With pictures excluded, retype exactly every line from the one containing "per_instance = true" to the end of the records below.

## Saved entries
# # #
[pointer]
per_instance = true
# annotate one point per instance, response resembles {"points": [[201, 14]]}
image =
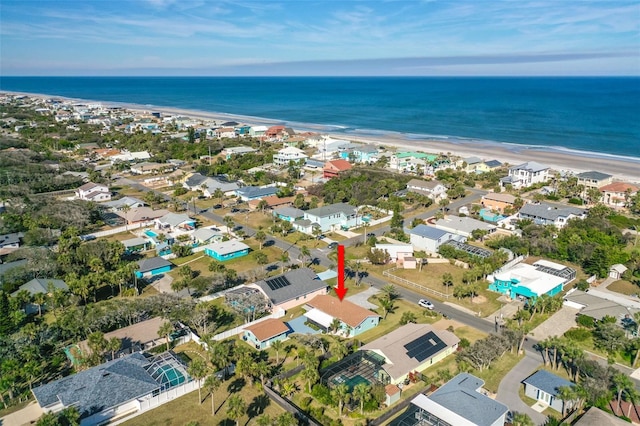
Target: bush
{"points": [[578, 334]]}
# # #
## Solved problem
per_instance = true
# annotate one point per instance, response resembles {"points": [[201, 14]]}
image =
Target: bush
{"points": [[578, 334]]}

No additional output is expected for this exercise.